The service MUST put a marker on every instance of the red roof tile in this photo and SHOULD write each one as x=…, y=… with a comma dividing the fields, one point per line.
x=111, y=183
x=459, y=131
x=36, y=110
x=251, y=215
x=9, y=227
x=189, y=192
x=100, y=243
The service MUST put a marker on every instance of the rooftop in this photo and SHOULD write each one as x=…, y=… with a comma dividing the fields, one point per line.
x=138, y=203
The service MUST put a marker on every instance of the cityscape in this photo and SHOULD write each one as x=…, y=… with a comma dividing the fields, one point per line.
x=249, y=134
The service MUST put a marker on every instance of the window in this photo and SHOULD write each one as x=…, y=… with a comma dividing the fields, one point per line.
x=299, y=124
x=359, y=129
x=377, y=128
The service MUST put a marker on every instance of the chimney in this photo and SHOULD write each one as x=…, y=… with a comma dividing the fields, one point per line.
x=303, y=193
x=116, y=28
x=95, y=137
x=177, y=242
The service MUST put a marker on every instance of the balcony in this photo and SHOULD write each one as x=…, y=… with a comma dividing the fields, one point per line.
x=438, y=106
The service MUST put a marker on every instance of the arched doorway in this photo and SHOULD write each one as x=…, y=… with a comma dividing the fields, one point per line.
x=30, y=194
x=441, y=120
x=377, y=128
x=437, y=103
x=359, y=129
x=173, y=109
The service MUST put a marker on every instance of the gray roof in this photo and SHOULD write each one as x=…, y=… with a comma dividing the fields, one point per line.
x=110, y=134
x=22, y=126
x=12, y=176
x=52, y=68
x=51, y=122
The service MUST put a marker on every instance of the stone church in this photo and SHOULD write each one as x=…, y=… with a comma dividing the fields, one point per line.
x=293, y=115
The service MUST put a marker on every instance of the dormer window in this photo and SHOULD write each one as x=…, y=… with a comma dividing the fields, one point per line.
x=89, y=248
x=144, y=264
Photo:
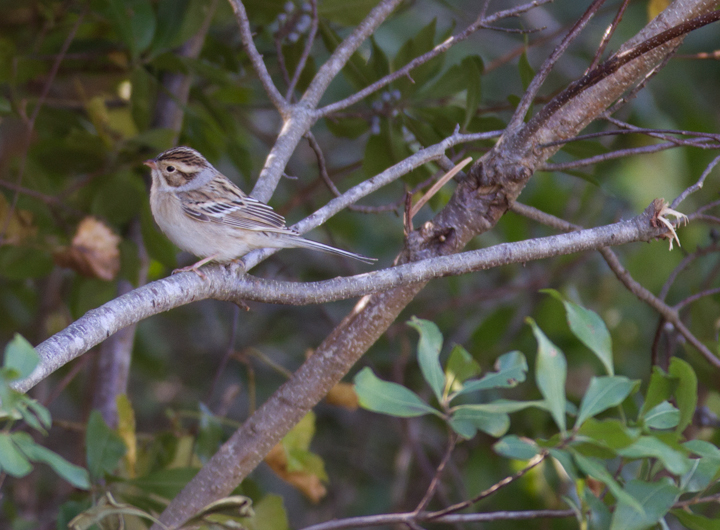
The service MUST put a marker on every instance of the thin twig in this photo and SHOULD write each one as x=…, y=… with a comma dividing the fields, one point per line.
x=534, y=461
x=532, y=90
x=306, y=51
x=438, y=185
x=322, y=169
x=438, y=473
x=256, y=59
x=613, y=155
x=656, y=133
x=698, y=185
x=686, y=261
x=667, y=312
x=694, y=298
x=612, y=65
x=609, y=32
x=405, y=518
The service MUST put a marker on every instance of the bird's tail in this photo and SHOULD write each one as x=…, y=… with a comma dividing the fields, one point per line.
x=314, y=245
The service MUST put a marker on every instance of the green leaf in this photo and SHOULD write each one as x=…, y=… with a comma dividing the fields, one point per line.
x=429, y=354
x=142, y=99
x=564, y=458
x=166, y=483
x=467, y=419
x=75, y=475
x=511, y=369
x=210, y=434
x=269, y=514
x=20, y=356
x=587, y=326
x=460, y=367
x=12, y=461
x=686, y=391
x=610, y=433
x=596, y=469
x=415, y=46
x=664, y=416
x=134, y=21
x=23, y=262
x=703, y=471
x=454, y=80
x=603, y=393
x=346, y=13
x=650, y=447
x=526, y=71
x=585, y=148
x=660, y=389
x=656, y=499
x=508, y=406
x=389, y=398
x=599, y=516
x=356, y=70
x=515, y=447
x=550, y=374
x=472, y=66
x=104, y=446
x=693, y=521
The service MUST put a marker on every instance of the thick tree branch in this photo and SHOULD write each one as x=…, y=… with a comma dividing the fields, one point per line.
x=479, y=201
x=223, y=283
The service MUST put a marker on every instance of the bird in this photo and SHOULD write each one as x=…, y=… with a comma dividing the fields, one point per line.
x=205, y=213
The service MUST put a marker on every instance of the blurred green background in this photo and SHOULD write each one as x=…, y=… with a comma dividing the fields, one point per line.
x=98, y=122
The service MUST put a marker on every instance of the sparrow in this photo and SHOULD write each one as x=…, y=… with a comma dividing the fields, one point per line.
x=203, y=212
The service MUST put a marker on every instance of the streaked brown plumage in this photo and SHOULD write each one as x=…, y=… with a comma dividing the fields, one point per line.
x=203, y=212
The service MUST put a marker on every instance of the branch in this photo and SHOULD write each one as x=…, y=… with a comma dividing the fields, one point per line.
x=273, y=93
x=366, y=187
x=477, y=204
x=411, y=517
x=222, y=283
x=670, y=314
x=537, y=81
x=301, y=116
x=422, y=59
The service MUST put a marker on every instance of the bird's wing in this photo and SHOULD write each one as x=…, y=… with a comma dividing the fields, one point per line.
x=221, y=201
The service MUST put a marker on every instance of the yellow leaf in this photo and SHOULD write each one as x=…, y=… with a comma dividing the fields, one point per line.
x=126, y=430
x=295, y=464
x=94, y=251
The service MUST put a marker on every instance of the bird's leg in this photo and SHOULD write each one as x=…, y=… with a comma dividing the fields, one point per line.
x=194, y=268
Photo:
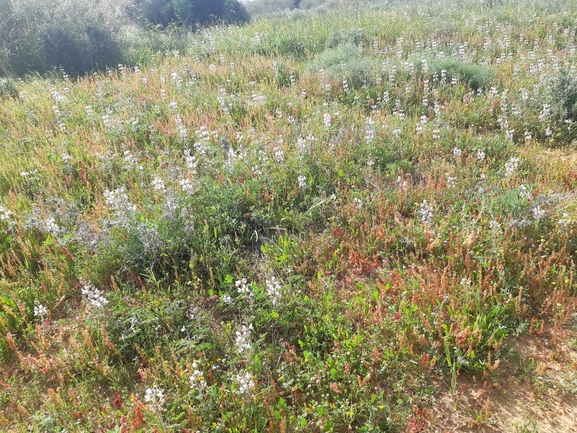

┄┄┄┄┄┄┄┄┄┄

*The task*: Transcribe the full listing above exactly as it stands, minus the pictures.

*Solution for this problem*:
The service MUST put a marker on every instance of the red roof tile in this photo and SHOULD write each one as x=…, y=… with a comma dividing the fields, one point per line.
x=111, y=183
x=459, y=131
x=36, y=110
x=251, y=215
x=9, y=227
x=189, y=192
x=100, y=243
The service MUST put a marker on every instance of the rooftop in this photo and SHOULD write each one as x=…, y=… with a comma dividing the fields, one point per line.
x=138, y=203
The service MUST put a marker on every instance of the cityscape in this photo and SHOULD write each one as x=…, y=… with a comma dividing the fields, one point per line.
x=249, y=134
The service MUST put a marker on every instance of the window in this photo and SHOULD write each one as x=…, y=… with a comma dividing the fields, one point per line.
x=299, y=124
x=359, y=129
x=377, y=128
The service MUST put a marker on every instance of the chimney in this photo and SHOULD write each one as x=…, y=… with a comma dividing the fields, one point per line.
x=303, y=193
x=116, y=28
x=95, y=137
x=177, y=242
The service MUST put a marker on every instance of the balcony in this photo and SHOULD write each one as x=…, y=… with a comma dividing the fields, one point per line.
x=438, y=106
The service MUST put a marker on every instance of the arched doorway in this photo and SHOULD write each one as x=…, y=… with a comma dividing the fields, one point per line.
x=30, y=194
x=441, y=120
x=377, y=128
x=437, y=103
x=359, y=129
x=173, y=109
The service MUST put a marker on every instance of the gray roof in this photo and SHOULD write each one as x=…, y=… with a comma dividing the fields, one point per line.
x=110, y=134
x=22, y=126
x=12, y=176
x=52, y=68
x=51, y=122
The service MUST put a marker on every instance of the stone church in this photo and SHOULD write each one as x=…, y=… with a comma dividing the fields, one point per line.
x=293, y=115
The service MUST put a marker on every instance of the dormer window in this photo and SHOULD write each one as x=…, y=… with a comma dividing the fields, one point per line.
x=89, y=248
x=144, y=264
Photo:
The service MUST put a marker on every instance of the thin twig in this photo and SHOULD write each one as x=…, y=… with a comma dividing the fields, one point per line.
x=534, y=461
x=532, y=90
x=306, y=51
x=438, y=185
x=322, y=169
x=438, y=473
x=256, y=59
x=613, y=155
x=656, y=133
x=698, y=185
x=686, y=261
x=667, y=312
x=694, y=298
x=612, y=65
x=609, y=32
x=405, y=518
The service MUST put a marker on every instance of the bird's tail in this photo and SHOULD write each one as x=…, y=… with a comma dividing the fields, one point per line.
x=314, y=245
The service MUST put a marker on every instance of the green leaf in this photo and SHOULD write each one as x=…, y=… with a comma dividing the fields, one point per line.
x=429, y=354
x=142, y=99
x=564, y=458
x=166, y=483
x=467, y=419
x=75, y=475
x=511, y=369
x=210, y=434
x=269, y=514
x=20, y=356
x=587, y=326
x=460, y=367
x=12, y=461
x=686, y=391
x=610, y=433
x=596, y=469
x=415, y=46
x=664, y=416
x=134, y=21
x=23, y=262
x=703, y=471
x=454, y=80
x=603, y=393
x=346, y=13
x=650, y=447
x=526, y=71
x=585, y=148
x=660, y=389
x=656, y=499
x=508, y=406
x=389, y=398
x=599, y=516
x=356, y=70
x=515, y=447
x=550, y=374
x=472, y=66
x=104, y=446
x=693, y=521
The service MUST put a marker on every instance of the thick tree branch in this photo and SHOULD write each one as x=…, y=… with a comma dividing the fields, one point per line.
x=479, y=201
x=223, y=283
The service MUST put a marker on every instance of the bird in this photo and SHOULD write each one as x=…, y=… with a comma dividing the fields, one point per line.
x=205, y=213
The service MUST put a marker on every instance of the blurred green background in this photo and SHOULD write each one as x=…, y=… with a comma dividing the fields, one point per line.
x=98, y=122
The service MUST put a marker on every instance of the sparrow in this photo and SHOULD write each one as x=…, y=… with a comma dividing the fields, one point per line.
x=203, y=212
The service MUST put a marker on every instance of the streaked brown plumage in this photo and SHOULD write each one as x=…, y=… with a comma dividing the fields, one point per line.
x=203, y=212
The service MUST put a marker on every instance of the branch in this photo and SHOULD write each one as x=…, y=… with a comma dividing the fields, one point per line.
x=273, y=93
x=366, y=187
x=477, y=204
x=411, y=517
x=222, y=283
x=670, y=314
x=537, y=81
x=301, y=116
x=422, y=59
The service MUST put a marker on every instance of the bird's wing in this photo and SHOULD write each one as x=…, y=… with a comma dividing the fields, one point per line.
x=221, y=201
The service MUST put a marker on every instance of the yellow leaf in this photo and SHOULD write each one as x=…, y=… with a comma dividing the fields, one point per line.
x=126, y=430
x=295, y=464
x=94, y=251
The service MUST put a marker on every instance of the bird's leg in this photo and SHOULD write each one as x=…, y=… with a comma dividing the fields, one point per line.
x=194, y=268
Photo:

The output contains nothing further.